■ **Assignment**: In the records below, repeat exactly the lines between the line holding "Practice. Locate the yellow" and the line holding "Query: small rock", inclusive, and drop the pictures.

■ **Material for this task**:

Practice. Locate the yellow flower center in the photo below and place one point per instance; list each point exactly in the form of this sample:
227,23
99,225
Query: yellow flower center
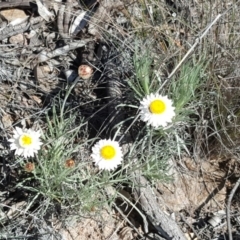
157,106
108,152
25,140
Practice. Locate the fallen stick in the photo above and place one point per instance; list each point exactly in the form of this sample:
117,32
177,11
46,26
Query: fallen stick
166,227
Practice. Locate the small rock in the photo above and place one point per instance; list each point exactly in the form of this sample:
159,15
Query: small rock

---

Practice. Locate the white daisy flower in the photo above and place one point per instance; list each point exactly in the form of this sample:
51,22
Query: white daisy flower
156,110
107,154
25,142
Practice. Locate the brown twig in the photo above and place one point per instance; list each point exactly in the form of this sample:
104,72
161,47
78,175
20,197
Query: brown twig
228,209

==

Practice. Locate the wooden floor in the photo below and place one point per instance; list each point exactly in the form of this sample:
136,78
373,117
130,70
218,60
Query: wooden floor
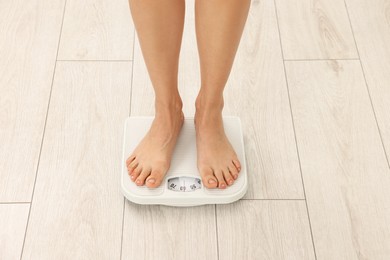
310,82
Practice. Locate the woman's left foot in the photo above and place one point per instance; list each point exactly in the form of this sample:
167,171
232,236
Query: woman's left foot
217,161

■ **Output of the exercise**:
Practice. Locate the yellow flower center in the photo below and place one point per instance; list each point exactly in the form of this sample:
227,23
99,225
Query: yellow flower center
157,106
108,152
25,140
Practice. Locate the fallen stick in the photo above and place one point per instance; list each point exactly in the form of this sample:
117,32
177,11
46,26
Query: fallen stick
166,227
Practice. Locate the small rock in the photo above and place one point per instance; list each point exactly in the form of this sample:
159,15
Query: small rock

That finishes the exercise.